## What to produce
Repeat each of the items below word for word, and omit the pictures from your answer.
-- START OF Material for the task --
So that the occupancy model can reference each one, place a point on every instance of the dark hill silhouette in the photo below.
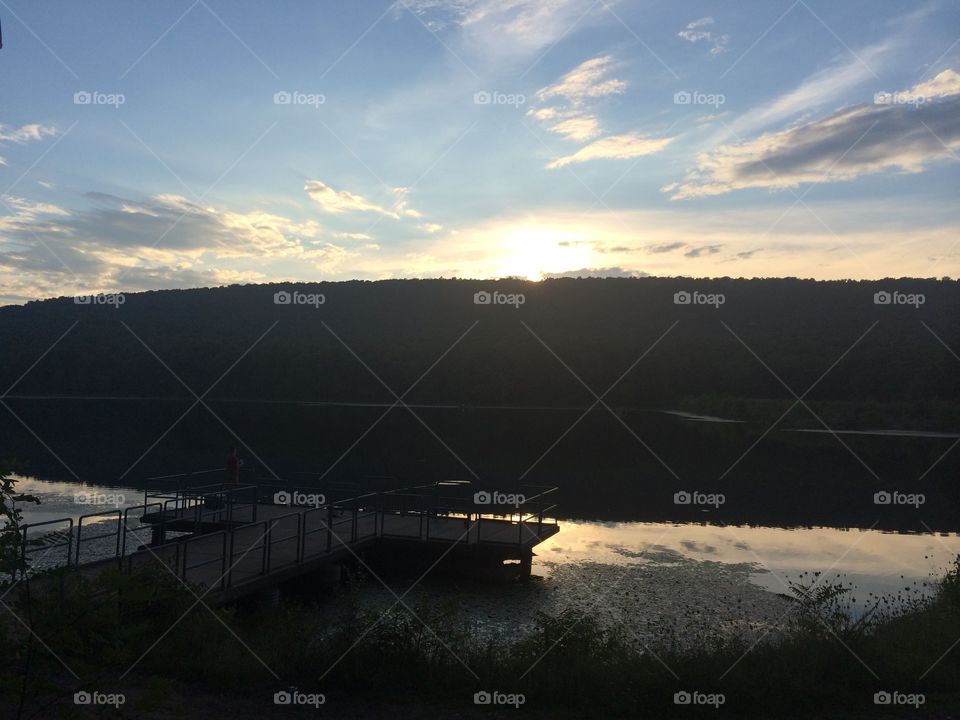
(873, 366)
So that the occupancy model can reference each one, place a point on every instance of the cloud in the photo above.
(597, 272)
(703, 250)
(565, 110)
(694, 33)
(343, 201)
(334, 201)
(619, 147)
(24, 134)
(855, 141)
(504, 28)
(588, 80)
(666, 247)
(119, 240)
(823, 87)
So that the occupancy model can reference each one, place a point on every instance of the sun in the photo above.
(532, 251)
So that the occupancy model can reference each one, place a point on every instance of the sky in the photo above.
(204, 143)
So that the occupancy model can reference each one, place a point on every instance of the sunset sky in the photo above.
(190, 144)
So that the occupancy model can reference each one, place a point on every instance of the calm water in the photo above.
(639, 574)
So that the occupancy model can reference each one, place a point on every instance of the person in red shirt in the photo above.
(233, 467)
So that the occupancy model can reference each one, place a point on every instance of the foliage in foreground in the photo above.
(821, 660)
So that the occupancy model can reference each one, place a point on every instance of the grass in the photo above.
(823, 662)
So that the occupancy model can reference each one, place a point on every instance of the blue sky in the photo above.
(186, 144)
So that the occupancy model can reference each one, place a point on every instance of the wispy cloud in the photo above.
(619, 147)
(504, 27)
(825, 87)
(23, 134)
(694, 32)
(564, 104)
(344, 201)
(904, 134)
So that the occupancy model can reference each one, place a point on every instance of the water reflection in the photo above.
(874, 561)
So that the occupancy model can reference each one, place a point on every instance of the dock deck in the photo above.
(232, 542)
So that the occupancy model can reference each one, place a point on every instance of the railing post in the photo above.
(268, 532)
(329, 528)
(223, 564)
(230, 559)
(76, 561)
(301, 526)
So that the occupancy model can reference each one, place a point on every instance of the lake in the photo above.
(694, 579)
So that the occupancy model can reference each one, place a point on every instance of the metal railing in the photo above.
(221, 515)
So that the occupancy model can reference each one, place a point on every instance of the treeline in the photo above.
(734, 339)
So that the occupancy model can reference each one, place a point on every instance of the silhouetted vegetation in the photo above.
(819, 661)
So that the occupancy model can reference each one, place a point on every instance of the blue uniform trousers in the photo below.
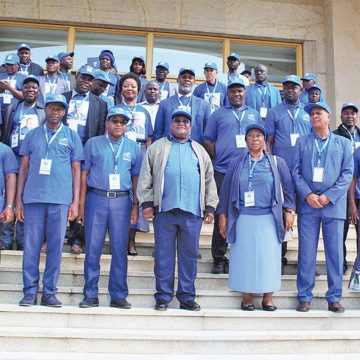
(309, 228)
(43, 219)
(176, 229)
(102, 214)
-- END OF Material for the task --
## Solution to this task
So that the occupancy model can reference each one, place a point on every instance of the dark hill silhouette in the photo below.
(873, 366)
So that the occupancy model can reference each one, place a point on every instance of the cloud in the photo above.
(597, 272)
(703, 250)
(565, 110)
(694, 33)
(343, 201)
(334, 201)
(619, 147)
(24, 134)
(855, 141)
(504, 28)
(588, 80)
(666, 247)
(119, 240)
(823, 87)
So that the occupancy model can reference each one, place a point on every instance of the sun in the photo above.
(532, 251)
So that the occupancy model can reference each one, place a point on every instance of the sky in the photo above.
(204, 143)
So that the occupancy model can reference each one, place a point on every instance of the sunset sky in the photo above.
(190, 144)
So that the occupancy model can reference each one, place a point on every instance of the calm water in the photo above.
(639, 574)
So that the occupancy model can reference each one, place a point on every instance of the person in red shirt in the photo above.
(233, 467)
So that the occupancy model can reference each one, place a point on every instance of the foliage in foreground in the photo above.
(821, 660)
So that the occupancy model can reference each one, place a point on every instance of the grass in the photo above.
(823, 662)
So that the occupancy model can reference each one, place a point on every instance of the blue sky in the photo above.
(186, 144)
So that the occupancy model can reference each one, place a point on every instance of the wispy cloud in the photo above.
(619, 147)
(504, 27)
(825, 87)
(23, 134)
(694, 32)
(564, 104)
(344, 201)
(904, 134)
So that the occupancy model can reference each one, place a point on every instance of the water reflection in the photo above.
(874, 561)
So that the occupancy model can reference each one, place a point on every instance of the dock deck in the photo above.
(232, 542)
So that the occupancy model can reference each one, place a point on every instance of the railing post in the photo above.
(268, 532)
(329, 528)
(223, 564)
(230, 559)
(76, 561)
(301, 526)
So that the occupancy model can reference each one, place a point on every instance of the lake in the photo above.
(694, 579)
So that the occupancy model can reference each one, place a point on every instance of the metal railing in the photo above.
(221, 515)
So that the occupancy model can reference each one, place a point on every instance of the treeline in the photo above.
(734, 339)
So that the occupancy model can reference each one, place a point on every instance of the silhouetted vegetation in the photo above.
(819, 661)
So that the occupancy model can reference each one, place a point on every instance of the blue uniform trousers in the photo below.
(309, 228)
(43, 219)
(176, 229)
(102, 214)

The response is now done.